TEXT PASSAGE —
-- START --

I am still a rookie with C, and even newer to wide chars in C.
The below code should show
4 points to Smurfs
but it shows
4 points to Smurfs
In gdb I see this:
(gdb) p buffer
$1 = L" 4 points to Smurfs",
But when I copy paste from the console, the spaces are magically gone:
(gdb) p buffer
$1 = L"4 points to Smurfs",
Also, buffer[0]
contains this according to gdb
:
65279 L' '
Apparently the character in question  is the Unicode Character 'ZERO WIDTH NO-BREAK SPACE' (U+FEFF). I retyped the code making sure I did not enter this. I don't know where this comes from. I also opened the code in notepad per https://stackoverflow.com/a/9691839/7602 and there is no extra chars there.
I wouldn't care if ncurses would stop showing this as a space.

-- END --

GIVEN ENTRIES —

-- START --

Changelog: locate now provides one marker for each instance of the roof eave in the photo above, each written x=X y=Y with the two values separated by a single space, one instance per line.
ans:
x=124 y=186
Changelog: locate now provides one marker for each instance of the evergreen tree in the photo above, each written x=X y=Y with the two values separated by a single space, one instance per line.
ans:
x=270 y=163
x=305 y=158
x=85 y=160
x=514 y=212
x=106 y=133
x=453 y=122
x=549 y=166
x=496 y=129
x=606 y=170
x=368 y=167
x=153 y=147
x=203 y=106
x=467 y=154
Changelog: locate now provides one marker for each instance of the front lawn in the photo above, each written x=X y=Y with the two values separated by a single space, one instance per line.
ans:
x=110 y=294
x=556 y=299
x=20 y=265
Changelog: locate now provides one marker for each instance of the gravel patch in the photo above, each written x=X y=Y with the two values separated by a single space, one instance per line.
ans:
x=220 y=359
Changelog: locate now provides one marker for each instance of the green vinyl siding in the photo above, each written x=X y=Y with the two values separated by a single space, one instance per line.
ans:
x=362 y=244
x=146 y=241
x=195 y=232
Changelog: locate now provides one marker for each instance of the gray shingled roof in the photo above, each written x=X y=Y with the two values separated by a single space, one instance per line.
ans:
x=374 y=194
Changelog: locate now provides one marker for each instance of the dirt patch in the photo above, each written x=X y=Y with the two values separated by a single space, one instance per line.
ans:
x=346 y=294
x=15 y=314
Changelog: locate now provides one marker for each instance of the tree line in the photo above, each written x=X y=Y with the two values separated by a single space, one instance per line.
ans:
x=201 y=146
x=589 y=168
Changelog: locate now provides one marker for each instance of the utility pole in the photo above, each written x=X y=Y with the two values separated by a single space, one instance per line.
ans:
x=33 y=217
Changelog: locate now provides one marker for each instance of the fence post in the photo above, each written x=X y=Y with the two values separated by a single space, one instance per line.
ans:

-- END --

TASK LIST —
1. Answer these questions about the wide-character question above, using only what it states.
(a) What numeric value does gdb report for buffer[0]?
(b) Which Unicode character does the writer identify as the one in question?
(c) In what program did the writer open the code to check for extra characters?
2. In the wide-character question above, turn the paragraph beginning "Apparently the character in question" into a short bulleted list that keeps its main facts.
3. Carry on writing the wide-character question above, picking up right after its final sentence.

RESPONSES PER TASK —
1.
(a) 65279
(b) The Unicode Character 'ZERO WIDTH NO-BREAK SPACE' (U+FEFF)
(c) Notepad

2.
- The character appears to be the Unicode Character 'ZERO WIDTH NO-BREAK SPACE' (U+FEFF).
- The writer retyped the code to make sure this character was not entered.
- Its source is unknown.
- Opening the code in Notepad, as suggested at https://stackoverflow.com/a/9691839/7602, showed no extra characters.

3.
Code (heavily cut down):
#include <time.h>
#include <stdio.h>
#include <errno.h>
#include <wchar.h>
#include <stdlib.h>
#include <unistd.h>
#include <string.h>
#include <locale.h>
#define NCURSES_WIDECHAR 1
#include <ncursesw/ncurses.h>
#include "types.h"
#include "defines.h"
#include "externs.h"
WINDOW * term;
/*row column color n arguments */
void rccn(int row, int col, const wchar_t *fmt, ...)
{
wchar_t buffer[80];
int size;
va_list args;
va_start(args, fmt);
size = vswprintf(buffer, 80, fmt, args);
va_end( args );
if(size >= 80){
mvaddwstr(row, col, L"Possible hacker detected!");
}else{
mvaddwstr(row, col, buffer);
}
}
int main(void)
{
int ch;
setlocale(LC_ALL,"");
term = initscr();
rccn(1,1,L"%i points to %ls",4,L"Smurfs");
ch = getch();
return EXIT_SUCCESS;
}
The problem goes 'away' with
rccn(1,1,L"%i points to %ls",4,L"Smurfs"+1);
As if the wide encoding of the constant adds that char in front..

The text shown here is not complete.